Document text
--
Equipment failure is a common problem in the energy sector and can have serious consequences. Hence their identification and maintenance are crucial. For example, faults in distribution networks can occur due to lightning, insulation defects, sabotage, tree branches, and animal interference resulting in a short circuit. With AI’s help, sensors can monitor equipment and detect failures before they happen, thus saving resources, money, time, and lives.

These AI-based fault prediction systems can be coupled with drones to automate maintenance (Figure 2). First, the AI system can analyze weather and demand forecasts to generate drone flight schedules. Then, during its flight, the drone will capture the network’s high-resolution images, which will be sent to a cloud-based AI application to identify the health of the network and classify it as “functioning,” “malfunctioning,” or “sub-optimal functioning.” As an outcome, the AI application generates asset inspection reports that can be used for creating maintenance/repair work orders.
--
Prompt
Can you copy word for word the part of the passage on AI fault prediction in the energy sector that starts at the words "Equipment failure is" and ends after the words "time, and lives."?
--
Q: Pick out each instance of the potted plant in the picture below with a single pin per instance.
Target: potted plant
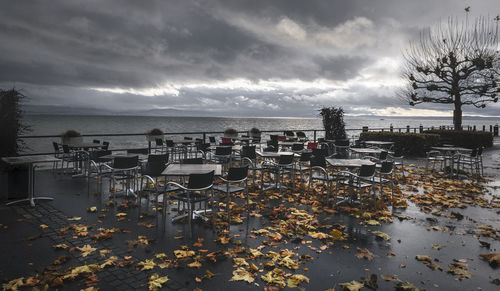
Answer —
(154, 134)
(230, 132)
(71, 137)
(254, 132)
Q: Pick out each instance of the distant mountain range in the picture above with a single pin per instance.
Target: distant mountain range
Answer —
(68, 110)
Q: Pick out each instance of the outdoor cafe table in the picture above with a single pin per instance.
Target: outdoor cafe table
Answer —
(85, 146)
(379, 143)
(349, 163)
(366, 151)
(30, 161)
(185, 170)
(274, 155)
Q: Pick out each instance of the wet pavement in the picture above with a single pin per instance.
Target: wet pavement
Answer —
(422, 228)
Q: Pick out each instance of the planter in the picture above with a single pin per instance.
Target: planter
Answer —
(153, 138)
(71, 140)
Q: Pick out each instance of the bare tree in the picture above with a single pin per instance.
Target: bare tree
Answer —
(454, 63)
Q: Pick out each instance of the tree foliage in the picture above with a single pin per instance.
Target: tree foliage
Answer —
(333, 122)
(10, 119)
(455, 63)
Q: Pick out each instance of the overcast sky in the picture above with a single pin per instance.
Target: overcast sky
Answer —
(239, 58)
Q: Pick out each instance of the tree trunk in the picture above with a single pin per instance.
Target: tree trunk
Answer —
(457, 116)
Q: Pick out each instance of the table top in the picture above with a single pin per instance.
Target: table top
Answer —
(349, 163)
(180, 140)
(235, 147)
(451, 149)
(85, 145)
(366, 150)
(187, 169)
(289, 143)
(128, 155)
(274, 154)
(377, 142)
(23, 160)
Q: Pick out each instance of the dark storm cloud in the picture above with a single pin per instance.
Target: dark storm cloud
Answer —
(173, 54)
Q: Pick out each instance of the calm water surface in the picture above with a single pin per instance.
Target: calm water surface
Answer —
(56, 124)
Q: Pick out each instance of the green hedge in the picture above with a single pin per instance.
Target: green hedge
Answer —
(467, 139)
(409, 144)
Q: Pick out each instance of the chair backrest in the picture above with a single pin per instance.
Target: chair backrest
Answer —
(203, 146)
(55, 145)
(301, 134)
(305, 156)
(367, 171)
(223, 151)
(201, 181)
(473, 153)
(297, 146)
(227, 140)
(138, 151)
(342, 142)
(320, 152)
(386, 167)
(237, 174)
(160, 159)
(285, 159)
(66, 149)
(318, 161)
(96, 155)
(248, 152)
(125, 162)
(192, 161)
(159, 142)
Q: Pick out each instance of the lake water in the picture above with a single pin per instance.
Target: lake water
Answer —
(56, 124)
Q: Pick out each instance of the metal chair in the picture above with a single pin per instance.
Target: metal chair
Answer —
(123, 169)
(285, 165)
(234, 176)
(361, 181)
(196, 191)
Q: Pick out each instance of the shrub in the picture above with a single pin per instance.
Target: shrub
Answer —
(462, 138)
(70, 133)
(11, 125)
(155, 131)
(230, 132)
(409, 144)
(333, 122)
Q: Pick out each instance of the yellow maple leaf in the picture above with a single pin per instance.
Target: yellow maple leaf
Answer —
(296, 279)
(156, 282)
(147, 264)
(352, 286)
(86, 250)
(13, 284)
(241, 274)
(194, 264)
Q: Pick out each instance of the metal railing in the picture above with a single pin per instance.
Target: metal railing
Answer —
(316, 133)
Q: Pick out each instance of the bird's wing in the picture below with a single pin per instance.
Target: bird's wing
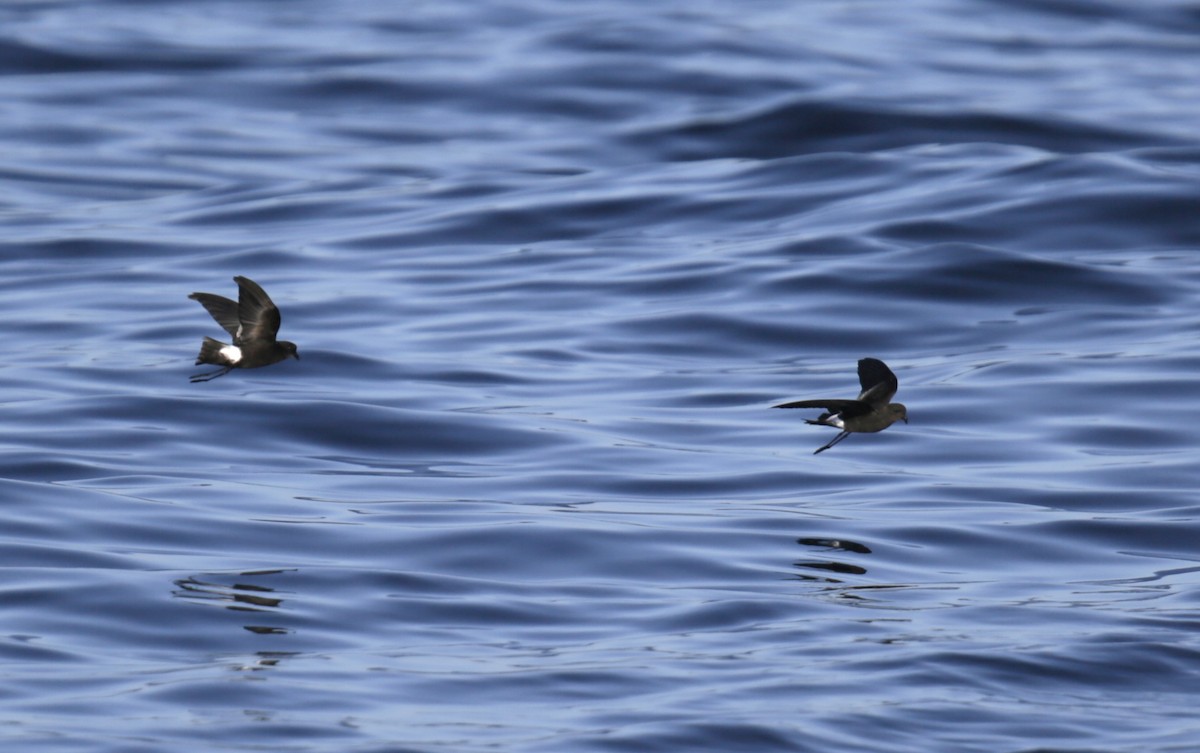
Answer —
(879, 383)
(222, 309)
(846, 409)
(258, 314)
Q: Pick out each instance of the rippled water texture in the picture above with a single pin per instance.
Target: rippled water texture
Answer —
(549, 267)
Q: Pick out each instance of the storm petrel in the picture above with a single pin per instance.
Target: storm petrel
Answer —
(252, 320)
(871, 411)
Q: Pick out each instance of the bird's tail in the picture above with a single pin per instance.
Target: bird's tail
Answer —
(210, 351)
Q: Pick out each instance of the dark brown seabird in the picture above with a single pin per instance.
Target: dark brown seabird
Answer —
(871, 411)
(252, 320)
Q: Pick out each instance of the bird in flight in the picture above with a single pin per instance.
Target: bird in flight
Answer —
(252, 320)
(871, 411)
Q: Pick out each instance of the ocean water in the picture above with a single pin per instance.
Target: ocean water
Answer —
(549, 266)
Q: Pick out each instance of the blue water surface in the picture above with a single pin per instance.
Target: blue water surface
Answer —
(549, 266)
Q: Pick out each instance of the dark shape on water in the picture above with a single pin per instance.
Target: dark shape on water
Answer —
(871, 411)
(252, 320)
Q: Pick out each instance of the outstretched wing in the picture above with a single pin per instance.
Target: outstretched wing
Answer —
(222, 309)
(879, 383)
(258, 315)
(846, 409)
--
Answer
Equipment failure is a common problem in the energy sector and can have serious consequences. Hence their identification and maintenance are crucial. For example, faults in distribution networks can occur due to lightning, insulation defects, sabotage, tree branches, and animal interference resulting in a short circuit. With AI’s help, sensors can monitor equipment and detect failures before they happen, thus saving resources, money, time, and lives.